+++ SOURCE TEXT

- Born: c. 1975 Manila, Philippines
- Died: January 1, 2011 (aged 35–36) Caloocan, Philippines
- Cause of death: Assassination
- Occupations: Politician, Army corporal
- Organization(s): BPAT, ARESCOM/RESCOM
- Known for: Inadvertently photographing his assassin while taking a picture of his family

= Reynaldo Dagsa =

Filipino politician (1975–2011)

Reynaldo Dagsa (1975 – January 1, 2011) was a Filipino politician. A member of the Barangay Peacekeeping Action Team, he served as councilman for Barangay 35 in Maypajo, Caloocan until his assassination in 2011. He was also a corporal in the Philippine Army Reserve Command.

==Assassination and photo==
His death achieved notoriety due to his taking of a New Year's Day family photo on Tuna Street which inadvertently captured the faces of both his killer and a lookout for the killer; the shooter, a convicted robber out on parole, pointed the gun in the photo directly at Dagsa seconds before the shot went off. Dagsa was rushed to Martinez Hospital but was immediately pronounced dead from a .45-caliber gunshot wound to the chest. The photo was later turned over to Caloocan city police; the shooter in the photo was identified as Arnel Buenaflor, who was arrested on January 7, and two suspected accomplices, one Michael Gonzales (alias Fubo of Fish Pond Area I) and Rommel Oliva (alias Balong), were arrested by January 3 in connection with the murder.

Buenaflor was charged with murder by Assistant City Prosecutor Darwin G. Canete after inquest. Buenaflor, a member of the Pasaway Gang, claimed to have shot Dagsa in retribution for being shot in the head by persons associated with Dagsa during a shootout months earlier, while police attributed a motive to Dagsa's peacekeeping efforts in the barangay.

++++++
+++ SOURCE MATERIAL

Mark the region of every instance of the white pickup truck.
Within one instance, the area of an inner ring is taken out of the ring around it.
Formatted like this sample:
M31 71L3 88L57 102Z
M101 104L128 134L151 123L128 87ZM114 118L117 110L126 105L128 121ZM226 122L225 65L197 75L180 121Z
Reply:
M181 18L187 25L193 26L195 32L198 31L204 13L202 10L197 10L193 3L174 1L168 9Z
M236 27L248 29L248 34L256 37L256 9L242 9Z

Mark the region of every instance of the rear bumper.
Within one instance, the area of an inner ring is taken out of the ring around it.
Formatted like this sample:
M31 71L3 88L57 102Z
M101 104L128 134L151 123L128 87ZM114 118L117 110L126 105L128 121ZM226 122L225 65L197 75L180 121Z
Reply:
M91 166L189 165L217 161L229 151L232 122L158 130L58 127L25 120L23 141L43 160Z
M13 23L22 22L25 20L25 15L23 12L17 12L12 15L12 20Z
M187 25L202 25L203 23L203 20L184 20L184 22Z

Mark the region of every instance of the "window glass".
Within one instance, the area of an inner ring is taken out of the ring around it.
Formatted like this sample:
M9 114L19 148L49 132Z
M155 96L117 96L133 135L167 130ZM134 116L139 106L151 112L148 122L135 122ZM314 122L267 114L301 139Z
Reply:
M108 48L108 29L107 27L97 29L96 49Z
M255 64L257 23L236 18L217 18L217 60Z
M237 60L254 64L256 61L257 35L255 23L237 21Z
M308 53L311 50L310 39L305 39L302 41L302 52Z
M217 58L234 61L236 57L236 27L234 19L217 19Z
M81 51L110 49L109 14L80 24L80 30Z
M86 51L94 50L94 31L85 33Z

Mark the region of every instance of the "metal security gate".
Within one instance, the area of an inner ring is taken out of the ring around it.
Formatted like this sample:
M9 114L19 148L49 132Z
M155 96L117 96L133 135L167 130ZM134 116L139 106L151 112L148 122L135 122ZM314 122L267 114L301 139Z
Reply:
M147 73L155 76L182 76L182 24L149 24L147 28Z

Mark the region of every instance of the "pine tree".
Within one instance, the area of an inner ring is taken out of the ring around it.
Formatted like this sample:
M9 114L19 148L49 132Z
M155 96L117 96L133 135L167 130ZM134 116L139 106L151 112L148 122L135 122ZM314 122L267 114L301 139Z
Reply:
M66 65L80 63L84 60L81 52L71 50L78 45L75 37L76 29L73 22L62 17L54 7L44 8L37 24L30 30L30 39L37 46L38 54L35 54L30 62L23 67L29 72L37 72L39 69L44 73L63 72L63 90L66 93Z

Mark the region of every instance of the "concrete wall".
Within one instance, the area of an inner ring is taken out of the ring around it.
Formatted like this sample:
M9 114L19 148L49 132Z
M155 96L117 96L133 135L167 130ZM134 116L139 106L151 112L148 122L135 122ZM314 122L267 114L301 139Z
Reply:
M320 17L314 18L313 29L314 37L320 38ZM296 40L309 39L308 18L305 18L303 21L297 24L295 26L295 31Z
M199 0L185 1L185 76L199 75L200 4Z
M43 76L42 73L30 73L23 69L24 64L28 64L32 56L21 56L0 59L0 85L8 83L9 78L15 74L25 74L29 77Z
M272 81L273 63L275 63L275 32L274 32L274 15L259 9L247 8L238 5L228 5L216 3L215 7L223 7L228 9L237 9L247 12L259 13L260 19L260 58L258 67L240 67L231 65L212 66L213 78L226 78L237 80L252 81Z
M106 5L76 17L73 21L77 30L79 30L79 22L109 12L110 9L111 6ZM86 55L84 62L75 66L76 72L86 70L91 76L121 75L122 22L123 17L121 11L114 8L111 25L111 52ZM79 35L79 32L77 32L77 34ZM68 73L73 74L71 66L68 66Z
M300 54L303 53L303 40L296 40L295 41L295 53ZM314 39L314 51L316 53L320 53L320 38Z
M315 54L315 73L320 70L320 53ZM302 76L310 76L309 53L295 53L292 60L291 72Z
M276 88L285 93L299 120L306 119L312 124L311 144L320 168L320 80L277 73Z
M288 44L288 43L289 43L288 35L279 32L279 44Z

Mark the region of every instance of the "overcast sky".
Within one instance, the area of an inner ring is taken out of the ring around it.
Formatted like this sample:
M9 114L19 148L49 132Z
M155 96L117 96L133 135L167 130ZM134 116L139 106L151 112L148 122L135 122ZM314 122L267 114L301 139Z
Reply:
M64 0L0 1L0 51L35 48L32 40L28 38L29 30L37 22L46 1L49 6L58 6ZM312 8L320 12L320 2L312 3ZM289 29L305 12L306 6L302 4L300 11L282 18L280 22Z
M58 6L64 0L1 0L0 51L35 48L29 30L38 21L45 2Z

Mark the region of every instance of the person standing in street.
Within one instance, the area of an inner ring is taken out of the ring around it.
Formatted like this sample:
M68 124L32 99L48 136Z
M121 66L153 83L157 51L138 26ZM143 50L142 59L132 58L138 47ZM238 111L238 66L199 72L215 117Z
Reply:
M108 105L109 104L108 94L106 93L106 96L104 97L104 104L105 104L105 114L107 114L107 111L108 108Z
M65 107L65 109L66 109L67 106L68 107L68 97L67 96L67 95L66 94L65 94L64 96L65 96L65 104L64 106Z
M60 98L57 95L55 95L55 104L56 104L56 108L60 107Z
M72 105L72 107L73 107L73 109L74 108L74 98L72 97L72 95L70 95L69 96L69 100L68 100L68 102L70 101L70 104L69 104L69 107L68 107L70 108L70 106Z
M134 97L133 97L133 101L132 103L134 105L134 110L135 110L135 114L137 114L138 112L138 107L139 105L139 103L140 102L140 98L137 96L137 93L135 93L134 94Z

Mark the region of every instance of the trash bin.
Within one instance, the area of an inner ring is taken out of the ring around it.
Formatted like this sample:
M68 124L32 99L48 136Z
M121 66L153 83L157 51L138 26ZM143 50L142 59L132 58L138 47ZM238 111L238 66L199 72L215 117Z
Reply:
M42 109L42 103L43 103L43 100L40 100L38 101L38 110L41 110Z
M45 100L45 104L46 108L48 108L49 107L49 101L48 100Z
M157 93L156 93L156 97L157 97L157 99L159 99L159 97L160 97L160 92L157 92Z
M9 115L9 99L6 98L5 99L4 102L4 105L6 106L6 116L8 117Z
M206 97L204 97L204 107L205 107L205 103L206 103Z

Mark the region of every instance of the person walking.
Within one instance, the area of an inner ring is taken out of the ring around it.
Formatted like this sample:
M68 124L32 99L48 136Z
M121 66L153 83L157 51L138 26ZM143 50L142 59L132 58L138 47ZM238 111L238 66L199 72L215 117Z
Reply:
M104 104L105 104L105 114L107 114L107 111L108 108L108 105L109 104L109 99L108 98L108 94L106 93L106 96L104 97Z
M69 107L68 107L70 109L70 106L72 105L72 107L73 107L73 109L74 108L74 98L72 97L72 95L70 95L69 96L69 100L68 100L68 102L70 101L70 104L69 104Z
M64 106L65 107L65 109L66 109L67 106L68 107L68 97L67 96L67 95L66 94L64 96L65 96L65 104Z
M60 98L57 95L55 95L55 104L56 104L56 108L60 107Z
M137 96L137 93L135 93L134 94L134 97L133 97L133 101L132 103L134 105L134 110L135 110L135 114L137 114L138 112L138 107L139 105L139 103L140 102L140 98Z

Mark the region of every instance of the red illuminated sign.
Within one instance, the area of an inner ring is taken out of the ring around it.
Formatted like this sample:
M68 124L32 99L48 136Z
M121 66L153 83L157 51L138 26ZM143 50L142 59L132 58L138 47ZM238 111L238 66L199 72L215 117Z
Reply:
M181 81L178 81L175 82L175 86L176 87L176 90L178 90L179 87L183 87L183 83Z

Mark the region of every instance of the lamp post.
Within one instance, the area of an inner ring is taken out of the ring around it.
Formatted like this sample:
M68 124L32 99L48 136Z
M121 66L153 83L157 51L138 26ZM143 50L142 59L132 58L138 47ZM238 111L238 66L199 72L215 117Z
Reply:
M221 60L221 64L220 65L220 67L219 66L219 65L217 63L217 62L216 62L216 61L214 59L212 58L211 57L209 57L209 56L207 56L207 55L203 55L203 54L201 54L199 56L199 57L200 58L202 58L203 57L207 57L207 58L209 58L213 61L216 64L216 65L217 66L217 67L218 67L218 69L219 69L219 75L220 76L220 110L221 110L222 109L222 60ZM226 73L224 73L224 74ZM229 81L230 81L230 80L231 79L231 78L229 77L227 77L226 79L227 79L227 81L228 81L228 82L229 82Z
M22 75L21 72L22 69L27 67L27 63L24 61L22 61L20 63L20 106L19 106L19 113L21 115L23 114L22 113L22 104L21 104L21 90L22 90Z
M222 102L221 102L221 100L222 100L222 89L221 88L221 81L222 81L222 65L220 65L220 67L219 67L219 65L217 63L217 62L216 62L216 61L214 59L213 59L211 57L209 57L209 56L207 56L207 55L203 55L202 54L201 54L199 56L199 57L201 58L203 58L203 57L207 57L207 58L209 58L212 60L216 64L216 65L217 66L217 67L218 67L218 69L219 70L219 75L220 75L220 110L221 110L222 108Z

++++++

Give again, word for word, the passage of the Reynaldo Dagsa article from "Filipino politician (1975–2011)" up to and including "Army Reserve Command.".

Filipino politician (1975–2011)

Reynaldo Dagsa (1975 – January 1, 2011) was a Filipino politician. A member of the Barangay Peacekeeping Action Team, he served as councilman for Barangay 35 in Maypajo, Caloocan until his assassination in 2011. He was also a corporal in the Philippine Army Reserve Command.